=== Source text ===

A major attraction of the Java programming language for programmers is that it is the first mainstream programming language to provide built-in automatic memory management, or garbage collection (GC). In traditional languages, dynamic memory is allocated using an explicit allocate/free model. In practice, this turns out to be not only a major source of memory leaks, program bugs, and crashes in programs written in traditional languages, but also a performance bottleneck and a major impediment to modular, reusable code. (Determining free points across module boundaries is nearly impossible without explicit and hard-to-understand cooperation between modules.) In the Java programming language, garbage collection is also an important part of the "safe" execution semantics required to support the security model.

A garbage collector automatically handles freeing of unused object memory behind the scenes by reclaiming an object only when it can prove that the object is no longer accessible to the running program. Automation of this process completely eliminates not only the memory leaks caused by freeing too little, but also the program crashes and hard-to-find reference bugs caused by freeing too much.

=== Dataset records ===

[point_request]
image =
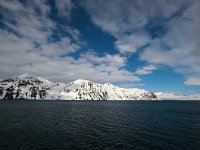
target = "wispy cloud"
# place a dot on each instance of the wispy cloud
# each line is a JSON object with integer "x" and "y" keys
{"x": 146, "y": 70}
{"x": 193, "y": 81}
{"x": 171, "y": 29}
{"x": 27, "y": 45}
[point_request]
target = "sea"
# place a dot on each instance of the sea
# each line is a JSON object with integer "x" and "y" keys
{"x": 99, "y": 125}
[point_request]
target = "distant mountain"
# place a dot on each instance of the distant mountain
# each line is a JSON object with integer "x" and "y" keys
{"x": 173, "y": 96}
{"x": 27, "y": 86}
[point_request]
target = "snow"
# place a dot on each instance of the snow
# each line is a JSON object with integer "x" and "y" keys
{"x": 173, "y": 96}
{"x": 77, "y": 90}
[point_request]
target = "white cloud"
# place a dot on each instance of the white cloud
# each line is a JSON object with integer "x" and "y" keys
{"x": 193, "y": 81}
{"x": 64, "y": 7}
{"x": 26, "y": 46}
{"x": 146, "y": 70}
{"x": 126, "y": 20}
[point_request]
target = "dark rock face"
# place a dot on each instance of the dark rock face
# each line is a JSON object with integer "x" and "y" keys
{"x": 9, "y": 93}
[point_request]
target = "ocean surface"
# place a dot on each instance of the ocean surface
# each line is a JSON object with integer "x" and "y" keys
{"x": 100, "y": 125}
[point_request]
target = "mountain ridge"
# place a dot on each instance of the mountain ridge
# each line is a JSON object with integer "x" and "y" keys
{"x": 27, "y": 86}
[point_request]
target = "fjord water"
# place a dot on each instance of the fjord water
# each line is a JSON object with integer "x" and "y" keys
{"x": 145, "y": 125}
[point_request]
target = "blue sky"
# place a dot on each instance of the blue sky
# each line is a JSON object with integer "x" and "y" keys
{"x": 131, "y": 43}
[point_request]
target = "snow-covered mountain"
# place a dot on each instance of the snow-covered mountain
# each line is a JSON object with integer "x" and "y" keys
{"x": 27, "y": 86}
{"x": 173, "y": 96}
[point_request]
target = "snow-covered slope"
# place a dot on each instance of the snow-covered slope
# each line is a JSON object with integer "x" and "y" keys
{"x": 27, "y": 86}
{"x": 173, "y": 96}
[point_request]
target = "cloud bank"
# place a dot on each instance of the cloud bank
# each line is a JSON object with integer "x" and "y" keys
{"x": 28, "y": 44}
{"x": 169, "y": 30}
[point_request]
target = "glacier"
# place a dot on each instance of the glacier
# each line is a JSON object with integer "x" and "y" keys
{"x": 27, "y": 86}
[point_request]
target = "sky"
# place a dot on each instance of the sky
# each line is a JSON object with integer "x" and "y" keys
{"x": 154, "y": 45}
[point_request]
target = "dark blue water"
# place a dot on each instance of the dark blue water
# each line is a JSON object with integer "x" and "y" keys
{"x": 92, "y": 125}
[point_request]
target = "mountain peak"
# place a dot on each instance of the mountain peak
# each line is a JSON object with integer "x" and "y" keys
{"x": 25, "y": 76}
{"x": 80, "y": 81}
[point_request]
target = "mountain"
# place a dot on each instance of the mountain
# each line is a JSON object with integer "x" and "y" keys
{"x": 27, "y": 86}
{"x": 173, "y": 96}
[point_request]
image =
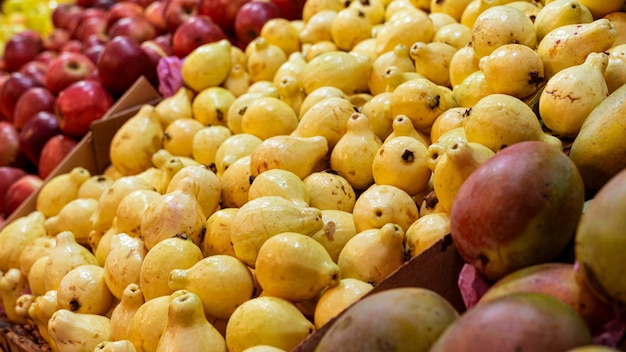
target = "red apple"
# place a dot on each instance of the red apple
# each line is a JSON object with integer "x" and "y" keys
{"x": 34, "y": 100}
{"x": 250, "y": 19}
{"x": 93, "y": 52}
{"x": 137, "y": 27}
{"x": 64, "y": 16}
{"x": 8, "y": 176}
{"x": 195, "y": 31}
{"x": 290, "y": 9}
{"x": 53, "y": 152}
{"x": 177, "y": 11}
{"x": 12, "y": 89}
{"x": 155, "y": 14}
{"x": 80, "y": 104}
{"x": 121, "y": 63}
{"x": 67, "y": 68}
{"x": 56, "y": 39}
{"x": 74, "y": 45}
{"x": 9, "y": 142}
{"x": 35, "y": 69}
{"x": 19, "y": 191}
{"x": 92, "y": 22}
{"x": 36, "y": 132}
{"x": 123, "y": 9}
{"x": 223, "y": 12}
{"x": 21, "y": 48}
{"x": 158, "y": 48}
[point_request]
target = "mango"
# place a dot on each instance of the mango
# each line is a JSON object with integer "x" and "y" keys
{"x": 526, "y": 321}
{"x": 399, "y": 319}
{"x": 518, "y": 208}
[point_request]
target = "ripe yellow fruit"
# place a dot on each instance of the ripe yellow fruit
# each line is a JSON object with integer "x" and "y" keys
{"x": 295, "y": 267}
{"x": 425, "y": 232}
{"x": 500, "y": 120}
{"x": 499, "y": 25}
{"x": 264, "y": 59}
{"x": 282, "y": 183}
{"x": 283, "y": 34}
{"x": 336, "y": 299}
{"x": 267, "y": 320}
{"x": 327, "y": 190}
{"x": 267, "y": 117}
{"x": 521, "y": 66}
{"x": 178, "y": 136}
{"x": 381, "y": 204}
{"x": 222, "y": 282}
{"x": 197, "y": 75}
{"x": 349, "y": 27}
{"x": 261, "y": 218}
{"x": 405, "y": 27}
{"x": 572, "y": 93}
{"x": 402, "y": 162}
{"x": 217, "y": 235}
{"x": 385, "y": 254}
{"x": 338, "y": 229}
{"x": 173, "y": 253}
{"x": 210, "y": 106}
{"x": 206, "y": 142}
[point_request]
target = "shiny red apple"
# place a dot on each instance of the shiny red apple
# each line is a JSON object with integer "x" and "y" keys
{"x": 80, "y": 104}
{"x": 177, "y": 11}
{"x": 53, "y": 152}
{"x": 21, "y": 48}
{"x": 12, "y": 89}
{"x": 8, "y": 176}
{"x": 35, "y": 69}
{"x": 9, "y": 143}
{"x": 123, "y": 9}
{"x": 223, "y": 12}
{"x": 66, "y": 15}
{"x": 121, "y": 63}
{"x": 93, "y": 21}
{"x": 36, "y": 132}
{"x": 34, "y": 100}
{"x": 137, "y": 27}
{"x": 290, "y": 9}
{"x": 67, "y": 68}
{"x": 250, "y": 19}
{"x": 195, "y": 31}
{"x": 19, "y": 191}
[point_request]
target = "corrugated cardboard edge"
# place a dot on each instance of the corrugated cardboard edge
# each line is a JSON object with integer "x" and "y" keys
{"x": 92, "y": 152}
{"x": 436, "y": 269}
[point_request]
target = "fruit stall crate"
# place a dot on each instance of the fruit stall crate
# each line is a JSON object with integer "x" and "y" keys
{"x": 437, "y": 268}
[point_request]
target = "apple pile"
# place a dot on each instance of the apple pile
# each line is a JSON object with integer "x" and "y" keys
{"x": 54, "y": 85}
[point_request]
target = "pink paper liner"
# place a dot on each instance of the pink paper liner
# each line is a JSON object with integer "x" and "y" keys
{"x": 472, "y": 286}
{"x": 169, "y": 74}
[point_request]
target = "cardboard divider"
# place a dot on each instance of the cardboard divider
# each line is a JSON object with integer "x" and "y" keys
{"x": 436, "y": 269}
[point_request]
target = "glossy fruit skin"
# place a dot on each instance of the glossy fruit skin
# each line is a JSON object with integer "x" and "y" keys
{"x": 121, "y": 63}
{"x": 529, "y": 220}
{"x": 80, "y": 104}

===

Stated exercise 1. In the garbage collection passage, when does a garbage collector reclaim an object?
Stated exercise 2. Reproduce everything in the garbage collection passage from "A major attraction" down to "the security model.".

Worked solution 1. Only when it can prove that the object is no longer accessible to the running program.

Worked solution 2.
A major attraction of the Java programming language for programmers is that it is the first mainstream programming language to provide built-in automatic memory management, or garbage collection (GC). In traditional languages, dynamic memory is allocated using an explicit allocate/free model. In practice, this turns out to be not only a major source of memory leaks, program bugs, and crashes in programs written in traditional languages, but also a performance bottleneck and a major impediment to modular, reusable code. (Determining free points across module boundaries is nearly impossible without explicit and hard-to-understand cooperation between modules.) In the Java programming language, garbage collection is also an important part of the "safe" execution semantics required to support the security model.